** Opening EXCERPTED PASSAGE block **

Just about the most famous woman in the world, Oscar and three-time Golden Globe winner Angelina Jolie (Christine Collins) made her breakthrough with her HBO portrayal of the late supermodel Gia Carangi. Her Oscar win for Girl, Interrupted came amid a spate of sex bomb roles for the Los Angeles-born actress (Pushing Tin, Gone in Sixty Seconds and… well… Lara Croft's not an ugly character...) before meeting her future partner Brad Pitt while making Mr & Mrs Smith. She is expected to gradually scale down her acting roles while the Jolie-Pitt clan continues to grow.

Oscar-nominated John Malkovich (Reverend Gustav Briegleb) is famed for his intelligent, thought-provoking work in a distinguished 20-year body of work while Jason Butler Harner (Gordon Northcott) and Jeffrey Donovan (Captain JJ Jones) are best known for their TV roles.

Director Clint Eastwood has combined one of the most iconic Hollywood acting careers - enshrined in movie history through characters like 'Dirty' Harry Callaghan and The Man With No Name - with sterling work behind the camera. His most recent Oscar nominations came in 2006, with Letters of Iwo Jima named in the best director and best picture categories, in both of which he'd been victorious the year previous, with Million Dollar Baby. From Bird to Unforgiven and Mystic River - Eastwood's films are archetypal Oscar bait.

As an example...

"Yours is a story with a happy ending, Mrs Collins. People love happy endings." - Captain JJ Jones

"I've made it my mission in life to bring to light all the things the LAPD wish none of us to ever know about."- Reverend Gustav Briegleb

"I used to tell Walter, 'Never start a fight... but always finish it.' I didn't start this fight... but by God, I'm going to finish it." - Christine Collins

"F**k you and the horse you rode in on." - Christine Collins

Likelihood of a trip to the Oscars

A certainty. Jolie seems a shoo-in to take home her second statuette while best director, picture and original screenplay nominations are also assured.

What the others say

"A compelling, adult period thriller, with an Oscar-assured performance from Angelina Jolie." - Damon Wise, Empire

"To see this film is to understand both how fragile and how essential our hopes for decency and truth are in a world that must be made to care about either one." - Kenneth Turan, Los Angeles Times

"Despite Ms Jolie's hard work and Mr Eastwood's scrupulous attention, [Jolie's] difficult, fairly one-dimensional character fails to take hold."- Manohla Dargis, New York Times

So is it any good?

Stunning, more like. It's a stern task to find fault with the film. Eastwood's direction is again controlled and beautifully paced; a wry script from J Michael Straczynski translates a shocking true-life tale for the screen with verbatim quotes and without resorting to audience manipulation; and Angelina Jolie puts in a timeless lead performance.

It's certainly overlong and loses steam after Collins' eventual release from the insane asylum but these are mere quibbles with a film that again proves Eastwood as a truly great director. He veers between colour palettes, with a sun-bleached, Tobe Hooper-like camera during shots of a terrifying ranch, while a bleak and bereft look is used in the psychiatric hospital scenes as Collins' fate seems sealed.

** Closing EXCERPTED PASSAGE block **

= AIM OF THE EXERCISE =
Answer these from the film review:
(a) Which real person did Angelina Jolie portray in her HBO breakthrough?
(b) Which Eastwood film earned best director and best picture nominations in 2006?
(c) Who wrote the script?
The data is not needed.

** Opening GIVEN RECORDS block **

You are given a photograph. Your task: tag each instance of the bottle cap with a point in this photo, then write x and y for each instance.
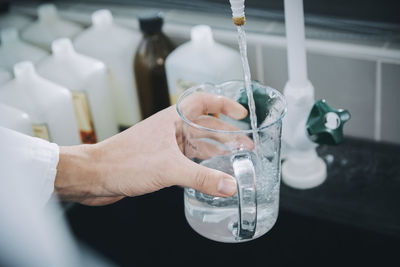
(62, 46)
(24, 69)
(151, 23)
(47, 12)
(102, 17)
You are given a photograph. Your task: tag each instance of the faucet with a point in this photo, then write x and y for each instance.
(306, 123)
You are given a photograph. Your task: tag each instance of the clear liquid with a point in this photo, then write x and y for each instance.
(247, 81)
(216, 218)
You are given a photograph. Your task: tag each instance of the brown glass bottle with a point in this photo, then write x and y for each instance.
(149, 66)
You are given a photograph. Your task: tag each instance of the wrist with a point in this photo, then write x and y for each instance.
(77, 175)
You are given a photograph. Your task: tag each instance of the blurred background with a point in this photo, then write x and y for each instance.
(142, 65)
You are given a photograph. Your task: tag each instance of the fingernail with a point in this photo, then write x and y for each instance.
(238, 113)
(227, 186)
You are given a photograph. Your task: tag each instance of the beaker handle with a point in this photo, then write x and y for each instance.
(245, 175)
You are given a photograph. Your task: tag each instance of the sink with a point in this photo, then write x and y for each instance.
(352, 219)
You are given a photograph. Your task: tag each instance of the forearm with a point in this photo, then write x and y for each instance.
(78, 175)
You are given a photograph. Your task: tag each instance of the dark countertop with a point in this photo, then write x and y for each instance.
(362, 188)
(352, 219)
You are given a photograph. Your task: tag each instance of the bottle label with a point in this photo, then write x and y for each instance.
(84, 118)
(41, 131)
(180, 87)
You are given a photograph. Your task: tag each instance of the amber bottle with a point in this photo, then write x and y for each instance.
(149, 65)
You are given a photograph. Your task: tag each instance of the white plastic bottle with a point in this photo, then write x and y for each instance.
(15, 119)
(87, 79)
(48, 105)
(201, 60)
(10, 19)
(49, 27)
(115, 46)
(5, 76)
(13, 50)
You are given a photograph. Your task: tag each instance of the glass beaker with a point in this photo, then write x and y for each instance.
(254, 209)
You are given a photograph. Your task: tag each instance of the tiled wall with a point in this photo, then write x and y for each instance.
(361, 76)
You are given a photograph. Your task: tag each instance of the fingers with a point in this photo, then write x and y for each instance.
(204, 103)
(205, 180)
(203, 149)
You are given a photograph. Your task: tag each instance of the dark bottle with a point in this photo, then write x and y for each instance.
(149, 66)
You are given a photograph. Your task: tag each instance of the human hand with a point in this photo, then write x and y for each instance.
(145, 158)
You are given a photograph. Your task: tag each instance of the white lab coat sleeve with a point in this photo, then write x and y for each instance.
(30, 160)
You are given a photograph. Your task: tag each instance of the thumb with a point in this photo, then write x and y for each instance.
(206, 180)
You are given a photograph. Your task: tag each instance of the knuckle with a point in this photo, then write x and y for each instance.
(200, 180)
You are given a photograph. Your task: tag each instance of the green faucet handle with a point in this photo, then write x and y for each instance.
(325, 124)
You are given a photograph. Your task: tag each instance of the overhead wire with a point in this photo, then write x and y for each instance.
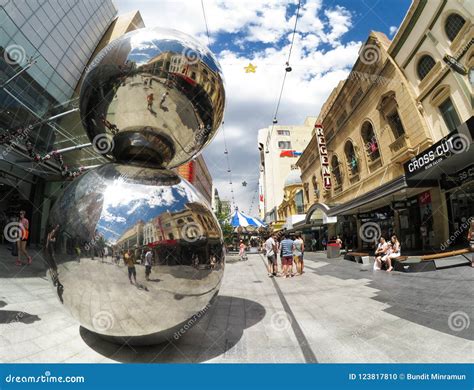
(226, 150)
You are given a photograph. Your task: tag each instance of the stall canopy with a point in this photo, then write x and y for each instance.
(239, 219)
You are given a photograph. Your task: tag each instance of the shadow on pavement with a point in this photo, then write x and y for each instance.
(214, 335)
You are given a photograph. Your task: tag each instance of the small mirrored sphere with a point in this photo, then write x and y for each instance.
(156, 94)
(135, 254)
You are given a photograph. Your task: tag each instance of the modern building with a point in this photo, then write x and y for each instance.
(280, 146)
(45, 47)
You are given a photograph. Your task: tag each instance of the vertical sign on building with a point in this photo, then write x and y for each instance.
(323, 156)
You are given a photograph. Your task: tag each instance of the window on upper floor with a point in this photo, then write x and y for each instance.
(284, 144)
(396, 124)
(370, 141)
(449, 114)
(453, 25)
(425, 64)
(283, 132)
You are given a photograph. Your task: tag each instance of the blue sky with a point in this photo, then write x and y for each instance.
(328, 39)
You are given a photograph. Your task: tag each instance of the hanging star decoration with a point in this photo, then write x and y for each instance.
(250, 68)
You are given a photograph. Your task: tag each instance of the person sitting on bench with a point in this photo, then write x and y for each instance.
(393, 253)
(381, 251)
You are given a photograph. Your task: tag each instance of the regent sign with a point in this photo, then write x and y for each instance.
(323, 155)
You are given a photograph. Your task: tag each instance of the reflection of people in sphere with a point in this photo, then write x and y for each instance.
(128, 260)
(149, 100)
(24, 227)
(163, 98)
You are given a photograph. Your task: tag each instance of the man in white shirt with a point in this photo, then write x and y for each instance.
(148, 263)
(271, 253)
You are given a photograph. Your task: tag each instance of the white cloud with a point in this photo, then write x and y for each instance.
(319, 60)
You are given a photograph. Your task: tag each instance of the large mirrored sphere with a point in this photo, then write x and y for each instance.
(158, 93)
(107, 221)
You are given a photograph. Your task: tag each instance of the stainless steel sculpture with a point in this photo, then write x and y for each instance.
(110, 217)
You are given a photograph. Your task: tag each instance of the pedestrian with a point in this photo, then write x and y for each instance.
(128, 260)
(270, 247)
(24, 225)
(286, 254)
(148, 264)
(163, 98)
(150, 100)
(242, 247)
(470, 238)
(298, 254)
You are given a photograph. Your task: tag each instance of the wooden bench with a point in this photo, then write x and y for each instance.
(358, 257)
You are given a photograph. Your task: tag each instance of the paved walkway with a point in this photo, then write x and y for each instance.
(338, 311)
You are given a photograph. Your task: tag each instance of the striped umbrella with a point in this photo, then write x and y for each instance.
(240, 219)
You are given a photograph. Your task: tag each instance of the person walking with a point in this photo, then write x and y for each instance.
(287, 247)
(24, 225)
(298, 252)
(148, 264)
(470, 238)
(129, 261)
(150, 100)
(270, 247)
(242, 250)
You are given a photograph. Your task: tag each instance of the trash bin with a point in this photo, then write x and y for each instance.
(334, 250)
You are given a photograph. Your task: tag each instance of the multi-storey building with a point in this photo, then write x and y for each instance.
(280, 146)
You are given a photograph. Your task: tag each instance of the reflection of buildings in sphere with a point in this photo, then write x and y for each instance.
(186, 275)
(188, 96)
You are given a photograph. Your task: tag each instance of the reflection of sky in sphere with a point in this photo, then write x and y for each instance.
(119, 213)
(148, 44)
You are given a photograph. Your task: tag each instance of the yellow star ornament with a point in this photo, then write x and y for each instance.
(250, 68)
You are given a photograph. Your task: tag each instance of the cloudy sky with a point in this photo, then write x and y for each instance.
(329, 35)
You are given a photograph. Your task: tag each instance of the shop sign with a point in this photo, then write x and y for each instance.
(400, 205)
(323, 155)
(455, 65)
(432, 156)
(424, 198)
(459, 178)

** Closing GIVEN RECORDS block **

= WORKED SOLUTION =
(a) The late supermodel Gia Carangi.
(b) Letters of Iwo Jima.
(c) J Michael Straczynski.